Restate the records below word for word.

[Recorded data]

** Begin **

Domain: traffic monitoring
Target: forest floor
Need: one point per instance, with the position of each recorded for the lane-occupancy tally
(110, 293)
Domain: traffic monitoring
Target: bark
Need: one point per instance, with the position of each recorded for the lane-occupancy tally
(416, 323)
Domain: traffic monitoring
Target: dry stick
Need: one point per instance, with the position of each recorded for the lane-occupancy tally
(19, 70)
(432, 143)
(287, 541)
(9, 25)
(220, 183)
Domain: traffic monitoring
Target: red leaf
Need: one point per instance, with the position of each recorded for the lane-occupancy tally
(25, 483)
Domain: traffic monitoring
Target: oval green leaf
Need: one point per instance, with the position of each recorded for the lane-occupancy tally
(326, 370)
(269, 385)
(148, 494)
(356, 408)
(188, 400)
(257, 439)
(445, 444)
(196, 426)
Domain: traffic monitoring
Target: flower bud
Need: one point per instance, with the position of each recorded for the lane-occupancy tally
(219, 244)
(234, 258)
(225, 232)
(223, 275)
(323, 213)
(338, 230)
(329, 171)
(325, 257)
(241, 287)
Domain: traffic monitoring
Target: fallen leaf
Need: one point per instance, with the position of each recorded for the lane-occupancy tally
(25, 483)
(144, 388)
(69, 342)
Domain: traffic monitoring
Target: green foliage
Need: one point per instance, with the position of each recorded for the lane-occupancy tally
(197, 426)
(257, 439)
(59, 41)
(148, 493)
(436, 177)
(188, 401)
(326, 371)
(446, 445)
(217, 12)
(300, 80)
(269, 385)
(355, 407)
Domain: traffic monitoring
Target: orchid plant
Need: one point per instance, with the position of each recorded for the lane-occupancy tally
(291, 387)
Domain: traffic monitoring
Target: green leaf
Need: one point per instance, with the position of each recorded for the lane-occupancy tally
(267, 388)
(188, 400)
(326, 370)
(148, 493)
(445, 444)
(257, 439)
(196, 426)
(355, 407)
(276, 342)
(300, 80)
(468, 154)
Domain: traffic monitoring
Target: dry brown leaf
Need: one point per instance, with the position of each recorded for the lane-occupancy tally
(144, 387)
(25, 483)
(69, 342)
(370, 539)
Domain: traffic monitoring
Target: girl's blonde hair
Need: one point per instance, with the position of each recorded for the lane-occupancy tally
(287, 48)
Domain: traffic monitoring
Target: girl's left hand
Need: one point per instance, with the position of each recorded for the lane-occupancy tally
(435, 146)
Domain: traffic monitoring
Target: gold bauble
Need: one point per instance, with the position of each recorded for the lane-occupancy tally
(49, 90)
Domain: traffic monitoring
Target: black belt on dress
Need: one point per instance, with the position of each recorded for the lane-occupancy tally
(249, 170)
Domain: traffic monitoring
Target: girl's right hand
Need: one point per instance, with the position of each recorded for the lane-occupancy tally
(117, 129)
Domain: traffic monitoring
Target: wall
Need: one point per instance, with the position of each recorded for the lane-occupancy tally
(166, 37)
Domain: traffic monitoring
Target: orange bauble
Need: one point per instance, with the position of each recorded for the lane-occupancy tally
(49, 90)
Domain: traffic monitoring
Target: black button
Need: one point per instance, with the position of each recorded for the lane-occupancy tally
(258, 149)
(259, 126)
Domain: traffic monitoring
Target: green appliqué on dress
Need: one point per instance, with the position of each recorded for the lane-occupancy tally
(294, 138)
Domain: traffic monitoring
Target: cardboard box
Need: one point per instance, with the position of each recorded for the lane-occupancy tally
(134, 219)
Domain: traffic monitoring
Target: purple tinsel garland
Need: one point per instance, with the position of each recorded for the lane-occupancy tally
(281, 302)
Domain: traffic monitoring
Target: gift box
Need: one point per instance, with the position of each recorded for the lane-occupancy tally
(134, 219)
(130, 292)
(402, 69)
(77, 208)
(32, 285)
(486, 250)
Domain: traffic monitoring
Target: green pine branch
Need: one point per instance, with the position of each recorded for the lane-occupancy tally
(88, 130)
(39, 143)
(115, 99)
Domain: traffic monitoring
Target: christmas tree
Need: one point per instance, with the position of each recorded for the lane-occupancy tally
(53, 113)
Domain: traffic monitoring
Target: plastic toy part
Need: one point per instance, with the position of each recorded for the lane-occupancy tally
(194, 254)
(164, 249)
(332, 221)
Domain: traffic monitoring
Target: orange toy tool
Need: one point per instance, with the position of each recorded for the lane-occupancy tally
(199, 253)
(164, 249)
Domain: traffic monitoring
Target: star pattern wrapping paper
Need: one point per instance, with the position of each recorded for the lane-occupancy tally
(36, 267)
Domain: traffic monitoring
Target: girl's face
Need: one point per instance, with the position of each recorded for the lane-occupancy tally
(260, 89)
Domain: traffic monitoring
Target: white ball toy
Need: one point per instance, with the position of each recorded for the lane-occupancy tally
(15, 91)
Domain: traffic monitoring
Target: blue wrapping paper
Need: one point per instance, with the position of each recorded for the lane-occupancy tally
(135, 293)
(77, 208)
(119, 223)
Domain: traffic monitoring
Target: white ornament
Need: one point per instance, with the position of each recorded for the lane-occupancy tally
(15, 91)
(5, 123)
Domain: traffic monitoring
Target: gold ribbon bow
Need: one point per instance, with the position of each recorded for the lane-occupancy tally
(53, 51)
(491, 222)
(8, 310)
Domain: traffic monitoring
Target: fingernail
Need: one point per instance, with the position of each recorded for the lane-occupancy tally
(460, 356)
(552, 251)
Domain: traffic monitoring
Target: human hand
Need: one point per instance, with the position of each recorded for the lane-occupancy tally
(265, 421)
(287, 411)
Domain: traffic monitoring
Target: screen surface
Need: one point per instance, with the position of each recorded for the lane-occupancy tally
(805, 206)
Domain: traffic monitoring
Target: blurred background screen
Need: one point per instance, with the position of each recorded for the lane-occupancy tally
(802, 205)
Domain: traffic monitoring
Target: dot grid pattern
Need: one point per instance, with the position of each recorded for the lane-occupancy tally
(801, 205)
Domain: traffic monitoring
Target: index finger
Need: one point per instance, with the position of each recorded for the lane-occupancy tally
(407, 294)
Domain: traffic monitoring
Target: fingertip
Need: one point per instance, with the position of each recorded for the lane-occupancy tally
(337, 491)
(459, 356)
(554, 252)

** End **

> Exercise answer
Domain: traffic monitoring
Target: forest floor
Need: one point per instance, with the position of each recorded for the lane-occupancy tally
(110, 293)
Domain: traffic monitoring
Target: bark
Need: one point per instance, with the position of each recorded for the lane-occupancy tally
(416, 323)
Domain: traffic monitoring
Target: dry stick
Need: one point per instance, with the position of each recorded for the lane-occupancy tally
(19, 70)
(432, 143)
(287, 541)
(9, 25)
(220, 183)
Domain: traffic monitoring
Target: red leaf
Need: one point per instance, with the position of each recorded for the lane-occupancy tally
(25, 483)
Domain: traffic monitoring
Target: oval green leaf
Need: one point per instance, with the position of each recorded for the lane-occupancy tally
(326, 370)
(269, 385)
(148, 494)
(356, 408)
(188, 400)
(257, 439)
(445, 444)
(196, 426)
Domain: traffic monitoring
Target: flower bud
Need: one point per instance, with the position of each recorded for the lane-occupancy tally
(219, 244)
(234, 258)
(225, 232)
(223, 275)
(323, 213)
(338, 230)
(329, 171)
(325, 257)
(241, 287)
Domain: traffic monitoring
Target: fallen leaf
Need: one point per instance, with the position of each recorded for the lane-occupancy tally
(25, 483)
(144, 388)
(69, 342)
Domain: traffic monitoring
Target: green foliage
Need: one point per instance, with the position of each recorded for the lane-occupancy tally
(197, 426)
(257, 439)
(59, 41)
(148, 493)
(436, 177)
(188, 401)
(326, 371)
(446, 445)
(217, 12)
(300, 80)
(269, 385)
(355, 407)
Domain: traffic monitoring
Target: orchid plant
Need: one point per instance, with the position of each recorded for the lane-occupancy tally
(291, 387)
Domain: traffic monitoring
Target: green leaf
Need: one point per instance, with the position of each recorded for the lane-occupancy tally
(267, 388)
(188, 400)
(326, 370)
(148, 493)
(445, 444)
(257, 439)
(196, 426)
(355, 407)
(276, 342)
(300, 80)
(468, 154)
Domain: traffic monitoring
Target: dry brown leaf
Need: one point per instance, with the position of each recorded for the lane-occupancy tally
(144, 387)
(25, 483)
(69, 342)
(370, 539)
Domain: traffic monitoring
Target: girl's blonde hair
Need: one point per instance, with the position of each recorded for the lane-occupancy tally
(287, 48)
Domain: traffic monitoring
Target: girl's left hand
Need: one point per instance, with the position of each recorded for the lane-occupancy tally
(435, 146)
Domain: traffic monitoring
Target: gold bauble
Need: one point per instance, with the position of each recorded for the lane-occupancy tally
(49, 90)
Domain: traffic monitoring
Target: black belt on dress
Need: one point per instance, with the position of each recorded for the lane-occupancy tally
(249, 170)
Domain: traffic monitoring
Target: girl's right hand
Need: one point per instance, with the position of each recorded for the lane-occupancy tally
(117, 129)
Domain: traffic monitoring
Target: wall
Need: one point per instance, with the position of each recorded for the lane-occupancy tally
(166, 37)
Domain: traffic monitoring
Target: orange bauble
Need: one point per instance, with the position of each recorded for the lane-occupancy tally
(49, 90)
Domain: traffic monitoring
Target: black button
Need: one point per instance, with the position of each recorded for the lane-occupancy tally
(258, 149)
(259, 126)
Domain: traffic monitoring
Target: green appliqué on dress
Need: one point per instance, with the position of each recorded for the lane-occupancy tally
(294, 138)
Domain: traffic monitoring
Target: cardboard box
Need: one point per instance, with the position of each recorded for the lane-occupancy tally
(134, 219)
Domain: traffic monitoring
Target: purple tinsel garland
Need: one point per instance, with the position of each recorded for the lane-occupancy tally
(281, 302)
Domain: traffic monitoring
Target: gift box
Need: one point per instance, with the position of each recorded for the lane-occupancy tally
(134, 219)
(130, 292)
(402, 69)
(77, 208)
(32, 285)
(486, 250)
Domain: traffic monitoring
Target: green pine branch
Need: one point per instance, with the position of each recorded for the lane-occupancy tally
(88, 130)
(39, 143)
(115, 99)
Domain: traffic monitoring
Target: christmas tree
Need: one point per instance, with the position of each recorded for the lane-occupancy tally
(53, 113)
Domain: traffic monitoring
Target: plastic toy part
Need: one point per instance, with the position of each recorded for the lane-occupancy tally
(194, 254)
(164, 249)
(332, 221)
Domain: traffic monitoring
Target: orange toy tool
Need: one point per instance, with the position of each recorded for the lane-occupancy tally
(199, 253)
(164, 249)
Domain: traffic monitoring
Target: star pattern wrapping paper
Need: one point per instance, with the position of each recorded for the lane-occupancy tally
(36, 267)
Domain: traffic monitoring
Target: girl's face
Need: one point per instance, with the position of each recorded for the lane-occupancy tally
(260, 89)
Domain: traffic monitoring
Target: white ball toy
Need: one point per instance, with the position of each recorded for the lane-occupancy tally
(15, 91)
Domain: traffic monitoring
Target: blue wrapping paper
Need: one point per instance, with the position of each recorded for the lane-occupancy tally
(135, 293)
(77, 208)
(119, 223)
Domain: traffic monitoring
Target: white ornament
Need: one point per instance, with the position of each recorded for the lane-occupancy tally
(15, 91)
(5, 123)
Domain: traffic monitoring
Target: gold ribbon bow
Need: one point per instance, with the position of each recorded for the lane-occupancy tally
(53, 51)
(491, 222)
(8, 310)
Domain: traffic monitoring
Target: fingernail
Need: one point per instance, with the position of each recorded for the lane-occupancy tally
(460, 356)
(552, 251)
Domain: traffic monitoring
Target: human hand
Need: one point per instance, with the position of each recorded for the lane-occupancy tally
(265, 421)
(287, 411)
Domain: traffic monitoring
Target: screen surface
Need: one point per instance, with the position of each recorded for the lane-occupancy tally
(805, 206)
Domain: traffic monitoring
Target: blurred background screen
Need: one point per instance, with the position of each recorded for the lane-occupancy tally
(802, 205)
Domain: traffic monitoring
Target: dot grid pattern
Need: one point per instance, with the position of each recorded for the lane-occupancy tally
(801, 205)
Domain: traffic monitoring
Target: index finger
Need: one point per instance, with the position of each recorded for the lane-occupancy tally
(407, 294)
Domain: traffic monitoring
Target: fingertip
Need: one point per instance, with the position of each recorded for the lane-occupancy tally
(337, 491)
(459, 356)
(554, 252)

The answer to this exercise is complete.